Bereitgestellte Angaben>
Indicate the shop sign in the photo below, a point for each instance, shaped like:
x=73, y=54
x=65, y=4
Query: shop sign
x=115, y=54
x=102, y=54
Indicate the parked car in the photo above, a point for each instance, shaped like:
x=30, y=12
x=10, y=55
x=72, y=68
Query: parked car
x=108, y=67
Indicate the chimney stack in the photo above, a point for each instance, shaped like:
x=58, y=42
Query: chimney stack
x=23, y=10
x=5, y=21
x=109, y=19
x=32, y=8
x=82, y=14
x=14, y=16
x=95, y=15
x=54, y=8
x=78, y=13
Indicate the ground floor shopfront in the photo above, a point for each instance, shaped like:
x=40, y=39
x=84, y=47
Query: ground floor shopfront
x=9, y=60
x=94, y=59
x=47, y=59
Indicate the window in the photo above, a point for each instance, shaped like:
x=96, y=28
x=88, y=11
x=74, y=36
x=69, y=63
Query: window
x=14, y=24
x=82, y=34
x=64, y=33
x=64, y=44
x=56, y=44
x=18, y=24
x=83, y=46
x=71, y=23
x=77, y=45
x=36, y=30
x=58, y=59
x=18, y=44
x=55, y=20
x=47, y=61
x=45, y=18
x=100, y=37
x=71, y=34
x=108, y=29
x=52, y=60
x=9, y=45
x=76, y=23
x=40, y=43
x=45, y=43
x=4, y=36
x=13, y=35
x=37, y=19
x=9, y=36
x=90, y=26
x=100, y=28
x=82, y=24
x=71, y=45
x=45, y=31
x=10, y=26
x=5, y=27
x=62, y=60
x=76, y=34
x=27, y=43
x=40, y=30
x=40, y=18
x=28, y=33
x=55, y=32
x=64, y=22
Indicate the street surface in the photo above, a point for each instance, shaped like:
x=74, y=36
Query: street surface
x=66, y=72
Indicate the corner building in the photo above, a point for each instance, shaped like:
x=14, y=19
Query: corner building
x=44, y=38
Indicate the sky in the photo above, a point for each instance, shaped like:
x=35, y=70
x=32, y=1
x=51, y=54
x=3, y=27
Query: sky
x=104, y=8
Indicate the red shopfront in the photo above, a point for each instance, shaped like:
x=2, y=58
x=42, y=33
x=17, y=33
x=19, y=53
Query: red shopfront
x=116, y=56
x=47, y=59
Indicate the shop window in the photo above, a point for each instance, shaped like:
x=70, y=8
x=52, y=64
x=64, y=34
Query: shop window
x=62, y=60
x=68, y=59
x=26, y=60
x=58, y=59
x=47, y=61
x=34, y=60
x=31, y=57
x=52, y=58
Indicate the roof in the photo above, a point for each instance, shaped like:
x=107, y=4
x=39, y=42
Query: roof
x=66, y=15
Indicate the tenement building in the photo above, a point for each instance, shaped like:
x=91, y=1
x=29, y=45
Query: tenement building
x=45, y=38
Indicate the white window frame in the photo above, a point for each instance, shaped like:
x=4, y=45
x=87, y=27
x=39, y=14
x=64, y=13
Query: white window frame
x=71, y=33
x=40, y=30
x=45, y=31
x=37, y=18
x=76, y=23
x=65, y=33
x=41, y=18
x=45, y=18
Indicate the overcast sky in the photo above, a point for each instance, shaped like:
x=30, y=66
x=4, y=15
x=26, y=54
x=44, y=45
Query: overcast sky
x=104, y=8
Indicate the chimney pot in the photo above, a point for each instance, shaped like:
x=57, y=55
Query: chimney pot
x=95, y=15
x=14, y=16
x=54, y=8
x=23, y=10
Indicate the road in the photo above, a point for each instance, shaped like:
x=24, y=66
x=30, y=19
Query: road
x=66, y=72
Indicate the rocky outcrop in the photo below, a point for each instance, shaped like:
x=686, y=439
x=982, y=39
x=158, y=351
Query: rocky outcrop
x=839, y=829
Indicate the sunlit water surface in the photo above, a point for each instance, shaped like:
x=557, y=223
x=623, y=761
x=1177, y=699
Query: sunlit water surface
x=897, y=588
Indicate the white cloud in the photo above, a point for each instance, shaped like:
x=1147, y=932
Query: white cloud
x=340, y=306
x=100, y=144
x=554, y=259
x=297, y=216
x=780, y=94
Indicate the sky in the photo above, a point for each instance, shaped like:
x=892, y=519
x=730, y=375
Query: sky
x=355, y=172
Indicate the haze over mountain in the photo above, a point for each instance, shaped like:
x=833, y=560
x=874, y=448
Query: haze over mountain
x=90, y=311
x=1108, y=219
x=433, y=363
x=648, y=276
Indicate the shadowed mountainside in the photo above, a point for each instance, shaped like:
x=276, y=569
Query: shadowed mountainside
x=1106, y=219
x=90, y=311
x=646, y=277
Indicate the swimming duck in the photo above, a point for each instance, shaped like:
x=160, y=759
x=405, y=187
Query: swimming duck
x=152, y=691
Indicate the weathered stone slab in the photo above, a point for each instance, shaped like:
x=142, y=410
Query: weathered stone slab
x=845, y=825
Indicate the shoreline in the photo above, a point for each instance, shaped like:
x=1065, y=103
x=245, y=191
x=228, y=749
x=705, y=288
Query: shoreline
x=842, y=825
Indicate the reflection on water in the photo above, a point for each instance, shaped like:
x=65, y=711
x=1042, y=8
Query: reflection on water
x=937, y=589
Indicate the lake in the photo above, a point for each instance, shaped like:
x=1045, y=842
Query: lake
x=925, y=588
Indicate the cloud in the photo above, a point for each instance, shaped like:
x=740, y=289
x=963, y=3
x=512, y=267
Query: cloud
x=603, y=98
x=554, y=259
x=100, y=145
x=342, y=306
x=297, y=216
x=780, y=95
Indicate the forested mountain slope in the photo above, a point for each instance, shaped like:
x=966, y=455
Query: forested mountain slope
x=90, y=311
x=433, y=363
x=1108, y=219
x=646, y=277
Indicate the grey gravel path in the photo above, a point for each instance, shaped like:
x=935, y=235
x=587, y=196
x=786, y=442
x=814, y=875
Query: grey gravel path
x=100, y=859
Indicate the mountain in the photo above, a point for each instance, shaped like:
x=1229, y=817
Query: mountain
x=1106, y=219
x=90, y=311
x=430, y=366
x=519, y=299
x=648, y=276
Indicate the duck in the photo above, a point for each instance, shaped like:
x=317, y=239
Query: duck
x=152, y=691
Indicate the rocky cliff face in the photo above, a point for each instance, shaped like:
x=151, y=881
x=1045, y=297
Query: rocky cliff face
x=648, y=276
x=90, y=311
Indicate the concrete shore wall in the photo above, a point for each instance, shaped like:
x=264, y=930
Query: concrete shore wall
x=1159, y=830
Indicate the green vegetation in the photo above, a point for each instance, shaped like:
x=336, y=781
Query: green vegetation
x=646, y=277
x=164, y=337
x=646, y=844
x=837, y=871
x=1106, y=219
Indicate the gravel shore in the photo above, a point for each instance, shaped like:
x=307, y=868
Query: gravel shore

Schriftliche Aufgabe> Schreiben Sie die gesamte Auflistung neu und setzen Sie dabei überall „one point per instance“ an die Stelle von „a point for each instance“. Alles Übrige bleibt unverändert.

Lösung>
Indicate the shop sign in the photo below, one point per instance, shaped like:
x=73, y=54
x=65, y=4
Query: shop sign
x=115, y=54
x=102, y=54
Indicate the parked car in the photo above, one point per instance, shaped like:
x=30, y=12
x=10, y=55
x=72, y=68
Query: parked car
x=108, y=67
Indicate the chimney stack in the photo above, one point per instance, shaped like:
x=58, y=42
Query: chimney stack
x=23, y=10
x=5, y=21
x=109, y=19
x=32, y=8
x=82, y=14
x=14, y=16
x=95, y=15
x=54, y=8
x=78, y=13
Indicate the ground floor shopfront in the photo above, one point per instance, shaped like:
x=40, y=39
x=84, y=47
Query: ground floor shopfront
x=9, y=60
x=94, y=59
x=47, y=59
Indicate the window in the photo above, one point per instance, shaped like:
x=96, y=28
x=88, y=11
x=74, y=36
x=69, y=63
Query: window
x=14, y=24
x=82, y=34
x=64, y=33
x=64, y=44
x=56, y=44
x=18, y=24
x=83, y=46
x=71, y=23
x=77, y=45
x=36, y=30
x=58, y=59
x=18, y=44
x=55, y=20
x=47, y=61
x=45, y=18
x=100, y=37
x=71, y=34
x=108, y=29
x=52, y=60
x=9, y=45
x=76, y=23
x=40, y=43
x=45, y=43
x=4, y=36
x=13, y=35
x=37, y=19
x=9, y=36
x=90, y=26
x=100, y=28
x=82, y=24
x=71, y=45
x=45, y=31
x=10, y=26
x=5, y=27
x=62, y=60
x=76, y=34
x=27, y=43
x=40, y=30
x=40, y=18
x=28, y=33
x=55, y=32
x=64, y=22
Indicate the street surface in the photo above, one point per instance, shaped like:
x=74, y=36
Query: street surface
x=66, y=72
Indicate the corner building in the photo above, one point per instance, shaped like:
x=14, y=19
Query: corner building
x=44, y=38
Indicate the sky in the photo above, one point per instance, shaped like:
x=35, y=70
x=32, y=1
x=51, y=54
x=3, y=27
Query: sky
x=104, y=8
Indicate the red shopfront in the photo above, one point per instance, shaped like:
x=2, y=58
x=42, y=33
x=17, y=33
x=19, y=53
Query: red shopfront
x=116, y=56
x=47, y=59
Indicate the shop window in the photo above, one point per instance, shaped like:
x=70, y=8
x=52, y=64
x=64, y=34
Query: shop window
x=62, y=60
x=68, y=59
x=26, y=60
x=58, y=59
x=47, y=61
x=34, y=60
x=31, y=57
x=52, y=58
Indicate the roof in the photo above, one point per instance, shaped like:
x=107, y=4
x=39, y=42
Query: roof
x=66, y=15
Indicate the tenement building in the photo above, one point per instance, shaped like:
x=91, y=1
x=29, y=45
Query: tenement building
x=45, y=38
Indicate the white window frame in the photo above, one point per instance, shaped like:
x=4, y=45
x=87, y=27
x=39, y=14
x=64, y=13
Query: white window frame
x=71, y=33
x=40, y=30
x=45, y=31
x=37, y=18
x=76, y=23
x=65, y=33
x=41, y=18
x=45, y=18
Indicate the overcast sky in the photo above, one point per instance, shaped like:
x=30, y=66
x=4, y=15
x=26, y=54
x=44, y=45
Query: overcast sky
x=104, y=8
Indicate the chimney pot in the photo above, one point per instance, shaped like:
x=57, y=55
Query: chimney pot
x=95, y=15
x=14, y=16
x=54, y=8
x=23, y=10
Indicate the road in the photo above, one point per instance, shaped like:
x=24, y=66
x=30, y=19
Query: road
x=66, y=72
Indicate the rocky outcrop in the photo below, one point per instance, shaped like:
x=686, y=439
x=982, y=39
x=158, y=351
Query: rocky outcrop
x=839, y=829
Indicate the sunlit water surface in the photo above, one point per instance, shaped like:
x=557, y=223
x=623, y=761
x=1177, y=699
Query: sunlit water surface
x=897, y=588
Indicate the white cloud in the photo above, one point per instance, shaped like:
x=1147, y=932
Query: white cloud
x=340, y=306
x=100, y=144
x=554, y=259
x=297, y=216
x=780, y=94
Indicate the sky in the photo above, one point per instance, shaped like:
x=892, y=519
x=730, y=375
Query: sky
x=355, y=172
Indicate the haze over mountain in the photo above, one point per instance, shaped like:
x=833, y=560
x=874, y=448
Query: haze over mountain
x=90, y=311
x=1108, y=219
x=433, y=363
x=648, y=276
Indicate the shadowed mountainside in the photo above, one point per instance, shaped like:
x=276, y=569
Query: shadowed mountainside
x=1106, y=219
x=90, y=311
x=646, y=277
Indicate the swimming duck in the photo above, one point per instance, shaped like:
x=160, y=759
x=405, y=187
Query: swimming duck
x=152, y=691
Indicate the weathered stone slab in the photo above, one point per instance, shaped like:
x=142, y=410
Query: weathered stone slab
x=845, y=825
Indicate the shoreline in the photo above, one point per instance, shaped like:
x=1065, y=103
x=245, y=191
x=228, y=749
x=705, y=288
Query: shoreline
x=842, y=825
Indicate the reflection on water in the photo above, one point per instance, shaped like:
x=65, y=711
x=1042, y=8
Query: reflection on water
x=937, y=589
Indicate the lake in the photo above, one point per instance, shaped like:
x=1045, y=842
Query: lake
x=925, y=588
Indicate the cloud in the photo above, one point per instance, shaped like:
x=740, y=289
x=963, y=3
x=512, y=267
Query: cloud
x=603, y=98
x=554, y=259
x=100, y=145
x=342, y=306
x=297, y=216
x=780, y=95
Indicate the forested mountain slope in the photo above, one point per instance, shaped like:
x=966, y=455
Query: forested mountain slope
x=90, y=311
x=433, y=363
x=1108, y=219
x=646, y=277
Indicate the grey gravel path in the photo above, one point per instance, shaped like:
x=935, y=235
x=587, y=196
x=786, y=442
x=814, y=875
Query: grey gravel path
x=100, y=859
Indicate the mountain in the photo above, one point per instance, shaped like:
x=1229, y=817
Query: mountain
x=1106, y=219
x=90, y=311
x=430, y=366
x=519, y=299
x=648, y=276
Indicate the duck in the photo above, one point per instance, shaped like:
x=317, y=239
Query: duck
x=152, y=691
Indicate the rocky cliff face in the photo above, one point per instance, shaped like:
x=151, y=881
x=1045, y=297
Query: rocky cliff face
x=648, y=276
x=90, y=311
Indicate the concrete shore wall in the photo above, one point per instance, shaped like:
x=264, y=930
Query: concrete shore wall
x=1159, y=830
Indicate the green vegetation in the photo above, one point per instance, shaped like:
x=336, y=781
Query: green vegetation
x=646, y=277
x=164, y=337
x=646, y=844
x=837, y=871
x=1106, y=219
Indicate the gravel shore in the photo above, one point per instance, shaped like:
x=307, y=868
Query: gravel shore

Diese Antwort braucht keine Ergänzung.